- _SOURCE DATA_
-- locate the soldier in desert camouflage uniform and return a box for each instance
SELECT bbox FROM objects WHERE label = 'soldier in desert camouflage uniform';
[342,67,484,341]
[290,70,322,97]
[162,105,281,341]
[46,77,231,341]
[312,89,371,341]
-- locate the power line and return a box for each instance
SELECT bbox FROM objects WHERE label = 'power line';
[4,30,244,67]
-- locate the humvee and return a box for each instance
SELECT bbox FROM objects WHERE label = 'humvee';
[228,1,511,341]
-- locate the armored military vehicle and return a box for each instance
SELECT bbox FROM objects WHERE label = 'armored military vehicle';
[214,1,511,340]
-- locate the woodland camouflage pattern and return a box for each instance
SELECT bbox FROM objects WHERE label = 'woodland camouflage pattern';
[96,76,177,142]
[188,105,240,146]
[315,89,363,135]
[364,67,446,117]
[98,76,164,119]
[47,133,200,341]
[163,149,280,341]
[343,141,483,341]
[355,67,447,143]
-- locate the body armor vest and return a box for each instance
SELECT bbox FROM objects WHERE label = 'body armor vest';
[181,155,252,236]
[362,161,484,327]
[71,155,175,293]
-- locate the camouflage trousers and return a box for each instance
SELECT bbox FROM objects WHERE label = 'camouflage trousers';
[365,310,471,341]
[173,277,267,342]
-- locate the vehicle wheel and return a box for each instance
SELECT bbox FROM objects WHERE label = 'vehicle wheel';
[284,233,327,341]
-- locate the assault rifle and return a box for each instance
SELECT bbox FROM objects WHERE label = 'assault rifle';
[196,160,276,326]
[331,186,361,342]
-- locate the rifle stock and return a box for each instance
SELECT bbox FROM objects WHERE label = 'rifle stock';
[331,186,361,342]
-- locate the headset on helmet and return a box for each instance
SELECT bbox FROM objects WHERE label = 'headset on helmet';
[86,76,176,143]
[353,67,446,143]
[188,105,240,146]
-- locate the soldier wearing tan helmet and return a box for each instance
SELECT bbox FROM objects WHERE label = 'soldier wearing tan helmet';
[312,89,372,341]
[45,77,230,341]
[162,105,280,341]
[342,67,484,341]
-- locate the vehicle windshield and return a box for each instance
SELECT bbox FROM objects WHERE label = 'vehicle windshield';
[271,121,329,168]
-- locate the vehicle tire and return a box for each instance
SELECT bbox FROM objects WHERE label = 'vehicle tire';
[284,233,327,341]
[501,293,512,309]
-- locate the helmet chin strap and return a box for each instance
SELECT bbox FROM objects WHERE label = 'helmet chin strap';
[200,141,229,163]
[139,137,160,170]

- _EXERCISE INSTRUCTIONS_
Your answer should be the lines from the one containing "-- locate the vehicle tire" to the end of the entries above, restated exactly and alone.

- _ANSWER TO THIS EXERCISE_
-- locate the vehicle tire and return a box for each instance
SELECT bbox FROM objects WHERE label = 'vehicle tire';
[284,233,327,341]
[501,293,512,309]
-- locate the helmet chin strap and return a box for each instance
SELECT bbox FROM objects WHERE label = 'helmet chin strap';
[200,141,229,163]
[139,137,160,170]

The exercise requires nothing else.